Directive A ▸ Gather every line in the rows below that contains the string "face" and copy each one.
Begin Passage provided
Assistant Examiner: Lagman; Frederick L.
Attorney, Agent or Firm: Helfgott & Karas, P.C.
Claims
I claim:
1. A retaining wall block (10, 30, 50) comprising geogrid receiving
means to receive and retain a geogrid reinforcing material (91),
the receiving means comprising a plurality of projections
(13,33,57) provided on a first face of the block and one of an
aperture and a recess (14,34) provided on an opposite face of the
block, wherein dimensions of each projection and a spacing between
adjacent projections correspond to respective apertures (97) in the
geogrid material (91) such that in use, the geogrid material (91)
is located over the projections with each projection (13,33,57)
mating with a corresponding aperture (97) of the geogrid material;
the projections being provided in the form of a discrete element
(41) having an element body and one or more of said projections
(13,33,57) extending therefrom, the element body being mountable in
a corresponding recess provided in the first face of the block,
wherein the geogrid receiving means further comprises a transverse
groove (53) formed in an upper surface of the block, and
wherein said transverse groove (53) slopes rearwardly.
2. A method of securing a geogrid material (91) to a retaining wall
made of retaining wall blocks (10,30,50) each comprising geogrid
receiving means to receive and retain said geogrid reinforcing
material (91), said receiving means comprising a plurality of
projections (13,33,57) provided on a first face of the block and
one of an aperture and a recess (14,34) provided on an opposite
face of the block, wherein dimensions of each projection and a
spacing between adjacent projections correspond to respective
apertures (97) in the geogrid material (91) such that in use, the
geogrid material (91) is located over the projections with each
projection (13,33,57) mating with a corresponding aperture (97) of
the geogrid material, and the projections are provided in the form
of a discrete element (41) having an element body and one or more
of said projections (13,33,57) extending therefrom, the element
body being mountable in a corresponding recess provided in the
first face of the block, the method comprising the steps of
constructing a course of said blocks (10,30,50) applying along an
edge of the geogrid material (91) a differential thickness
increasing clip (90) having an elongate member with a plurality of
fingers, positioning said elongate member (92) of the clip over the
edge (95) of the geogrid material (91), and bending two or more
fingers (94) of the clip around the edge of the geogrid material
(91) engaging said geogrid material (97) over the geogrid receiving
means; and locating a further course of said blocks upon the
receiving means of said course of blocks.
End Passage provided
Begin Dataset rows
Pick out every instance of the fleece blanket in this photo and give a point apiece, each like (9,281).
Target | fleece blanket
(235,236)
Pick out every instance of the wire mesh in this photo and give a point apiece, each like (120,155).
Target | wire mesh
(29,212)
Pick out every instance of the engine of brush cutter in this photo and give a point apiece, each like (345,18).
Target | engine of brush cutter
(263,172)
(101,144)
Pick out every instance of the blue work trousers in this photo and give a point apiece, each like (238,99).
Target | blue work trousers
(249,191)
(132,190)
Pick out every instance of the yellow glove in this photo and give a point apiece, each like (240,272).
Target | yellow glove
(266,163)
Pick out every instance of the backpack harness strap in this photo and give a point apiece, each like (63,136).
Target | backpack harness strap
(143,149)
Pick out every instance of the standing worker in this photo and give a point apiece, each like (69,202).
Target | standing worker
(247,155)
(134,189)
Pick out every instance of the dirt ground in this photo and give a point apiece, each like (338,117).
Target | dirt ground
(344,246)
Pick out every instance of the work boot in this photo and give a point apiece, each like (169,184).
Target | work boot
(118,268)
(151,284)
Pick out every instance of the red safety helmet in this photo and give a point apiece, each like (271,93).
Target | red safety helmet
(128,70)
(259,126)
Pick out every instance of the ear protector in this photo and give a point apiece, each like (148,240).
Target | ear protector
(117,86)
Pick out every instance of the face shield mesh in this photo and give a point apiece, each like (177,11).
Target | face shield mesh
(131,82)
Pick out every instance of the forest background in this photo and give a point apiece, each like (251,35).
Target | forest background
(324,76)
End Dataset rows
Begin Dataset rows
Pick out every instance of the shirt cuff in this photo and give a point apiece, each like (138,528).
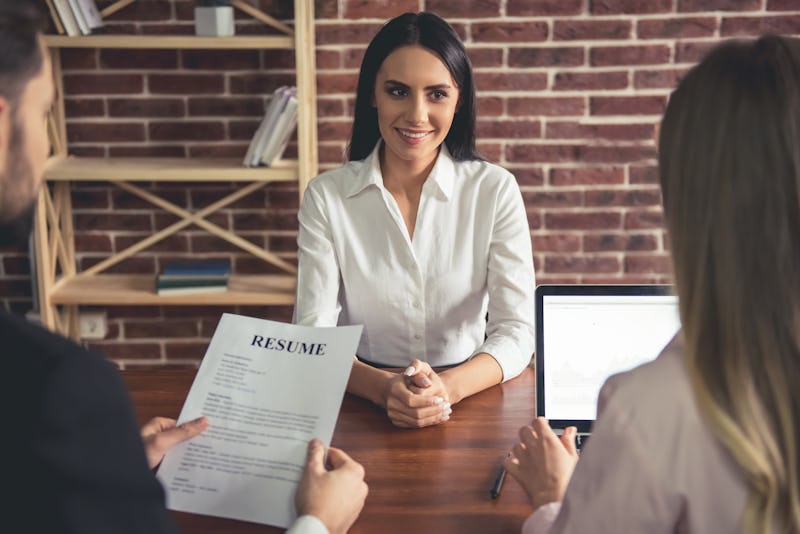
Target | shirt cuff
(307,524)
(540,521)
End Dataset rows
Directive B ▸ Output the passage of the patent claims above from "Assistant Examiner: Lagman;" up to and including "each projection (13,33,57)".

Written reply A ▸
Pick out every instance of the face shield mesh in this photo and give a point apiece, each like (177,11).
Target | face shield mesh

Written reply B ▸
Assistant Examiner: Lagman; Frederick L.
Attorney, Agent or Firm: Helfgott & Karas, P.C.
Claims
I claim:
1. A retaining wall block (10, 30, 50) comprising geogrid receiving
means to receive and retain a geogrid reinforcing material (91),
the receiving means comprising a plurality of projections
(13,33,57) provided on a first face of the block and one of an
aperture and a recess (14,34) provided on an opposite face of the
block, wherein dimensions of each projection and a spacing between
adjacent projections correspond to respective apertures (97) in the
geogrid material (91) such that in use, the geogrid material (91)
is located over the projections with each projection (13,33,57)